▶ [Try it]
Please make an exact transcription of the records, keeping the pictures out of it.

▶ [Input material]
────────────────────────────────────────
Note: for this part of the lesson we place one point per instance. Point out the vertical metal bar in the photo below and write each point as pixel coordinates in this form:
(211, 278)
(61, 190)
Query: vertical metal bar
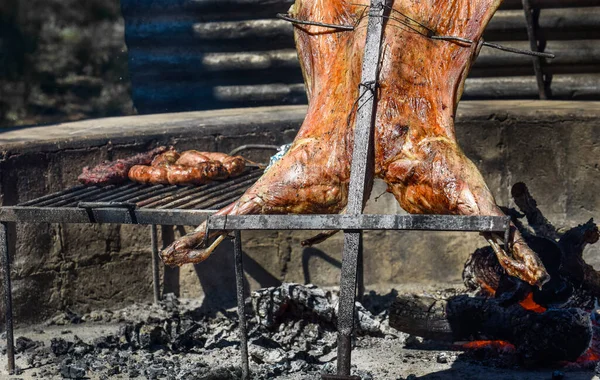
(170, 274)
(532, 26)
(361, 177)
(352, 241)
(10, 344)
(241, 293)
(360, 283)
(155, 263)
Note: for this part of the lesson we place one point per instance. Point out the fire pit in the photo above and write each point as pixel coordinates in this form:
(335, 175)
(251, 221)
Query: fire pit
(151, 205)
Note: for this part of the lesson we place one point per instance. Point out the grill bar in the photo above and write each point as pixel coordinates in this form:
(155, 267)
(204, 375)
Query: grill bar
(206, 192)
(51, 196)
(88, 191)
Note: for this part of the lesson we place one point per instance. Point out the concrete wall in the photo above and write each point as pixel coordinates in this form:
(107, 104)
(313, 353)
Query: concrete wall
(554, 147)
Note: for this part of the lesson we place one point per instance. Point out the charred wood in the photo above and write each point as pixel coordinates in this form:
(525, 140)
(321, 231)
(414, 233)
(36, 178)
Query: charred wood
(554, 335)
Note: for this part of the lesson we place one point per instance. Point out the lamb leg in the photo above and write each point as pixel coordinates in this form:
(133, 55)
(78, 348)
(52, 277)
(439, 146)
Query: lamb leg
(313, 176)
(416, 151)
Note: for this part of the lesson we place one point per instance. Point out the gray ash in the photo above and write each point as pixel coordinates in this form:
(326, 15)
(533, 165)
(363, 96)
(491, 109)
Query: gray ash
(291, 330)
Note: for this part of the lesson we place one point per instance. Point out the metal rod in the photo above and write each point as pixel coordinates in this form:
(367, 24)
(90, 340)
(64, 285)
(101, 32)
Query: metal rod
(533, 43)
(252, 146)
(241, 293)
(155, 263)
(286, 17)
(361, 177)
(352, 242)
(360, 273)
(10, 344)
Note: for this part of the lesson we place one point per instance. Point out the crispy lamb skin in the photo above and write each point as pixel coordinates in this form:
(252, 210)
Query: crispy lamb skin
(416, 152)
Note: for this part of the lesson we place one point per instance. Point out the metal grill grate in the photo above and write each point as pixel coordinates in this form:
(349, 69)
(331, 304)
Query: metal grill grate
(211, 196)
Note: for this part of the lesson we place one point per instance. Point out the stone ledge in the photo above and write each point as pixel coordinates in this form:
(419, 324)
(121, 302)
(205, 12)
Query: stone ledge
(129, 129)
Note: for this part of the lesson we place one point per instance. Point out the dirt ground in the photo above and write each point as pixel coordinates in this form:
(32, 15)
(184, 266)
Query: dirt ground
(380, 353)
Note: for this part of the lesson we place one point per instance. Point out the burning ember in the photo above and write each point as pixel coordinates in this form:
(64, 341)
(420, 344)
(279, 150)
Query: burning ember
(503, 314)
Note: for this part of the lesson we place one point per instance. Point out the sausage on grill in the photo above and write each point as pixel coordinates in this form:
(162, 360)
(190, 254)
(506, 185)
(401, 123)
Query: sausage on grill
(195, 175)
(149, 174)
(234, 165)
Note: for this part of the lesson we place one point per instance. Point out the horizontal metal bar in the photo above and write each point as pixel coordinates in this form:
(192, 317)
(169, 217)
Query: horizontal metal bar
(103, 215)
(257, 222)
(360, 222)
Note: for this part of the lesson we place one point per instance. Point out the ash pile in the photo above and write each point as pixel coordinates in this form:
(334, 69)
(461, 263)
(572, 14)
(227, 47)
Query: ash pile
(291, 330)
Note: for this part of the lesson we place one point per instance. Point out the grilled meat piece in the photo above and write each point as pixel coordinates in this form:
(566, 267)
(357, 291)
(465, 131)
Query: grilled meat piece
(234, 165)
(416, 152)
(116, 172)
(195, 175)
(168, 158)
(155, 175)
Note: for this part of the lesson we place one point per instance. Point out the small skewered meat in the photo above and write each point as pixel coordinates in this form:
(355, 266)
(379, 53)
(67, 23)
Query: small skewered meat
(234, 165)
(157, 172)
(196, 175)
(189, 168)
(168, 158)
(116, 172)
(155, 175)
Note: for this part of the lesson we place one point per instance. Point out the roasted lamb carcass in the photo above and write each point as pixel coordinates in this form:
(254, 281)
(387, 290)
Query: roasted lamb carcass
(416, 152)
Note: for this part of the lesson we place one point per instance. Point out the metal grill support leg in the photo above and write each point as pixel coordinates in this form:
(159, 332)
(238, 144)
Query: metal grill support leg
(10, 344)
(155, 263)
(360, 275)
(532, 15)
(241, 293)
(352, 246)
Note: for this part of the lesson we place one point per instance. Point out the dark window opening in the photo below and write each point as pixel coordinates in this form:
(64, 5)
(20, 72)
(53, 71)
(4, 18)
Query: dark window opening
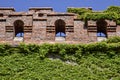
(18, 27)
(101, 28)
(60, 28)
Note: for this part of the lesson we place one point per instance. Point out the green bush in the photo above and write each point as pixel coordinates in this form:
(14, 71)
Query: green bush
(114, 39)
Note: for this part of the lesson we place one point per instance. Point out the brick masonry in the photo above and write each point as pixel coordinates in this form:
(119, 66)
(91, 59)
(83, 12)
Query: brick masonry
(39, 26)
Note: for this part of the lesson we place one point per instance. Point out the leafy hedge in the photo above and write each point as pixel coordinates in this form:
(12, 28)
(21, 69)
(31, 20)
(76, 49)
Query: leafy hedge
(70, 52)
(112, 13)
(95, 61)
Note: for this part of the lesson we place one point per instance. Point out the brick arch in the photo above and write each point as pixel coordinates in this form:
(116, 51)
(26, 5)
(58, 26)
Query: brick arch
(102, 27)
(60, 26)
(18, 27)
────────────────────────────────────────
▶ [Response for this exercise]
Note: for this part of the lesson we place one point per instance. Point out the vertical metal bar in the photo below and write each point as pixel coordinates in this form:
(211, 278)
(61, 190)
Query: vertical metal bar
(170, 274)
(532, 26)
(361, 177)
(352, 241)
(10, 344)
(241, 293)
(360, 283)
(155, 263)
Note: for this part of the lesson we place one point per instance. Point out the fire pit in the photo above and write each point as pixel coordinates in this form:
(335, 175)
(251, 221)
Query: fire pit
(151, 205)
Note: for this part of the lesson we place one point per instance. Point out the grill bar in the photo above and write each point as pixel coordinates in this form:
(155, 267)
(204, 375)
Query: grill bar
(206, 192)
(51, 196)
(88, 191)
Note: for this part of the lesson we place one point per instance. Point out the concrete wall in the photo above and write each point as pixel coordinates in this form:
(107, 104)
(313, 353)
Query: concrete wall
(554, 147)
Note: for this part of the lesson we place one point per instance. Point out the charred wood in the photo above and write each point as pixel coordinates in this form:
(525, 140)
(321, 231)
(414, 233)
(36, 178)
Query: charred wood
(554, 335)
Note: for this part of the lesson we place one point per instance. Point out the lamb leg in the photo above and write each point as pixel coordinates in this form:
(133, 55)
(78, 348)
(52, 277)
(439, 146)
Query: lamb leg
(313, 176)
(416, 151)
Note: for this part of the lesson we place one point per instance. Point out the gray ash in the photo above and write each point as pixel coordinates in this form:
(326, 15)
(533, 165)
(363, 96)
(491, 109)
Query: gray ash
(291, 330)
Note: for this part of the lesson we place one point per instance. Point out the metal rod in the photo above and write each point as pixel coordinates in this form:
(367, 24)
(90, 340)
(64, 285)
(101, 32)
Query: metal rod
(533, 43)
(252, 146)
(241, 293)
(155, 263)
(286, 17)
(361, 177)
(352, 242)
(360, 273)
(10, 344)
Note: for this part of the lesson we place one point per instance. Point out the crispy lamb skin in the photo above and write each point as pixel coordinates in this form:
(252, 210)
Query: crispy lamb skin
(416, 152)
Note: for this part of the lesson we place one point per instance. Point out the metal grill grate in the photo above and write each point as pixel coordinates in this form:
(349, 69)
(331, 304)
Query: metal grill grate
(211, 196)
Note: for this part of the lesson we place one point per instance. Point out the stone ledge in the photo above and write each point as pixel coordinates in this form:
(419, 324)
(121, 302)
(205, 12)
Query: stone ledge
(129, 129)
Note: for this part of the lesson we place one point per instance. Point out the dirt ground in the photo above and write each point as pixel coordinates in this form:
(32, 15)
(184, 266)
Query: dirt ground
(380, 353)
Note: for this part of the lesson we place one point per instance. Point out the burning ember in the photo above and write each point as pixel coordinates in this form:
(64, 341)
(420, 344)
(279, 150)
Query: burning ember
(503, 314)
Note: for this part of the lesson we place one point per instance. Point out the sausage on grill in the photo above and write each point as pixel coordinates in this form:
(162, 360)
(190, 254)
(506, 185)
(401, 123)
Query: sausage on grill
(195, 175)
(149, 174)
(234, 165)
Note: for this part of the lesson we place one point per instance. Point out the horizontal metal bar in the photo above and write each point as pixel coordinates in this form:
(192, 317)
(169, 217)
Query: horizontal metal bar
(103, 215)
(257, 222)
(360, 222)
Note: for this part of the lesson we place one point per instance. Point out the ash pile in the photo above and write each point as pixel coordinates in this form:
(334, 69)
(461, 263)
(572, 14)
(227, 47)
Query: ash pile
(291, 330)
Note: for this part of the lesson we place one point per instance. Point out the grilled meat piece in the photo above and write each point as pixel coordinates in this form:
(566, 267)
(357, 291)
(465, 131)
Query: grilled meat piece
(234, 165)
(416, 152)
(116, 172)
(195, 175)
(168, 158)
(155, 175)
Note: for this part of the lesson we place one point per instance. Point out the small skewered meat in the photo above and write each point as pixel coordinates in this form:
(355, 266)
(379, 53)
(67, 23)
Query: small skewered meat
(234, 165)
(157, 172)
(196, 175)
(189, 168)
(168, 158)
(116, 172)
(155, 175)
Note: for this part of the lesson we place one point per instance. Point out the roasted lamb carcass in the photo above and write each point as pixel coordinates in this form:
(254, 281)
(387, 290)
Query: roasted lamb carcass
(416, 152)
Note: for this part of the lesson we place one point per instance. Point out the metal grill support leg in the photo above and write each point as pixel coordinates in this form:
(159, 332)
(238, 144)
Query: metal grill support leg
(10, 344)
(155, 263)
(360, 275)
(532, 15)
(241, 293)
(352, 246)
Note: for this part of the lesson we place one point per instance. Point out the dark window opening in the photo below and write each point as pixel coordinates in this form:
(64, 5)
(20, 72)
(53, 71)
(4, 18)
Query: dark window opening
(18, 27)
(101, 28)
(60, 28)
Note: for this part of the lesson we place one point per instance. Point out the green bush in the photo above and write each point as pixel coordinates in this form:
(14, 71)
Query: green bush
(114, 39)
Note: for this part of the lesson we place one point per instance. Point out the brick masonry in the photo above and write each point as pixel coordinates in this form:
(119, 66)
(91, 59)
(83, 12)
Query: brick masonry
(39, 26)
Note: for this part of the lesson we place one point per instance. Point out the leafy hedge in the photo above and write each point as pixel coordinates in this form:
(12, 28)
(21, 69)
(31, 20)
(76, 49)
Query: leafy hedge
(70, 52)
(112, 13)
(95, 61)
Note: for this part of the lesson we place one point per instance. Point out the brick arch in the photo above and write each point as pixel coordinates in this form:
(116, 51)
(26, 5)
(58, 26)
Query: brick arch
(102, 27)
(60, 26)
(18, 27)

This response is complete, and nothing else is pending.